What is required: Print all the data, keeping every line exactly as it is.

Information given:
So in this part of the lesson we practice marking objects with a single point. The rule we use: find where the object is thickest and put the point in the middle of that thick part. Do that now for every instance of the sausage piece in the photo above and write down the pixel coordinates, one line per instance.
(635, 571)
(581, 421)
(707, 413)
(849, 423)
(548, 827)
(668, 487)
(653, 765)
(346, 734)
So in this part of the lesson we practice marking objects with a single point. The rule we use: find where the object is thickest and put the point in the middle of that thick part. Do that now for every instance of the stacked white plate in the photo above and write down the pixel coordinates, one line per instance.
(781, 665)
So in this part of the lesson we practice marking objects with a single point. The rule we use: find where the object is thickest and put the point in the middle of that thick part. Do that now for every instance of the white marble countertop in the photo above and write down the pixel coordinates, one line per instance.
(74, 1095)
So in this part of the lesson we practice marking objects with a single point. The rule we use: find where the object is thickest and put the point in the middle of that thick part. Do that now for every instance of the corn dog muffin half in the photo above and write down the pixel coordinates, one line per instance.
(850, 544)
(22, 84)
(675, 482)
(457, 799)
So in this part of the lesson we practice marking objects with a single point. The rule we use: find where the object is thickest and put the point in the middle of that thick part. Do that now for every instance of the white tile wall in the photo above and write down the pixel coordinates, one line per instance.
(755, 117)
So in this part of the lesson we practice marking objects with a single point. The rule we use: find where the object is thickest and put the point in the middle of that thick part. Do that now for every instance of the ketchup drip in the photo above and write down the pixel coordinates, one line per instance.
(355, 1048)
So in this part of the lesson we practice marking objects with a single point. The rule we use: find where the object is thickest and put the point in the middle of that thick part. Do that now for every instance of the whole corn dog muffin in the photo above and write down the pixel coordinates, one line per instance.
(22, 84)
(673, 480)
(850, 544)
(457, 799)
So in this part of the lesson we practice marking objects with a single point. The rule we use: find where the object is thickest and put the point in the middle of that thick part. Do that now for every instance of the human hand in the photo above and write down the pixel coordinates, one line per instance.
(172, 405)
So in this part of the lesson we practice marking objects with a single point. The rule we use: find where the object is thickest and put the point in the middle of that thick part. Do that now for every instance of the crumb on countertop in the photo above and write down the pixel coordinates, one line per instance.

Result for this task:
So in this part of the lesson we practice marking objects with a single point. The rule we use: find where the object is thickest and put the point in the middle of that thick part. Do that now for every instance of the sausage piece in the photo above and write down the pixel coordinates, one line per instance.
(635, 571)
(581, 421)
(707, 413)
(849, 423)
(548, 827)
(668, 487)
(653, 765)
(346, 734)
So in this part of the lesson we practice marking objects with a single point. The rule we use: find where the object is thickest and put the point in the middle of that thick part. Do that now for every instance of the stacked white plate in the photo above and write down the pixel coordinates, one line per instance.
(781, 665)
So in this part of the lesson we practice marking objects with a single point. The rule we use: find where the object is thickest and put the point in the middle of that thick part. Do that now for every instance of the white marble countertop in the photo above and write down the pixel coordinates, one line per instance.
(74, 1095)
So in this part of the lesson we practice marking objects with a single point. The rule we use: find where the object is thickest and put the point in the middle of that thick part. Do that now for every instance of the corn dog muffin half in the photo above and write down the pixel coordinates, one line per instance.
(850, 544)
(22, 84)
(675, 482)
(457, 799)
So in this part of the lesson we practice marking objects with a single point. The rule we use: find where the object is thickest and put the point in the middle of that thick part. Do that now for every instance of the white tile wall in the photo above and write down the pixel coordinates, one line per instance.
(755, 117)
So in this part of the lesson we practice marking objects with a single point. The rule we use: find where the object is thickest and put the point in the middle of that thick part. Do that now for every instance of the ketchup drip in the photo above and write down the pixel coordinates, one line per instance.
(355, 1048)
So in this part of the lesson we practice marking objects with a single point. The rule we use: find where the object is thickest and put the point in the middle of that thick part. Do that now for every instance of the whole corn dog muffin in the photo above and write down the pixel coordinates, one line per instance.
(22, 84)
(673, 480)
(850, 544)
(457, 799)
So in this part of the lesson we practice marking objects with a single point. The rule we use: find where the object is thickest and put the point in the middle of that thick part. Do that now for every instance of the human hand in the photo above and write down the pixel coordinates, one line per instance.
(172, 405)
So in this part of the lesson we practice marking objects with a single point. The rule we use: find where the object is thickest and put the point in the middle of that thick part. Do that now for every instance of the crumb on countertop in the photo above and write down the pixel coordinates, one line per instance.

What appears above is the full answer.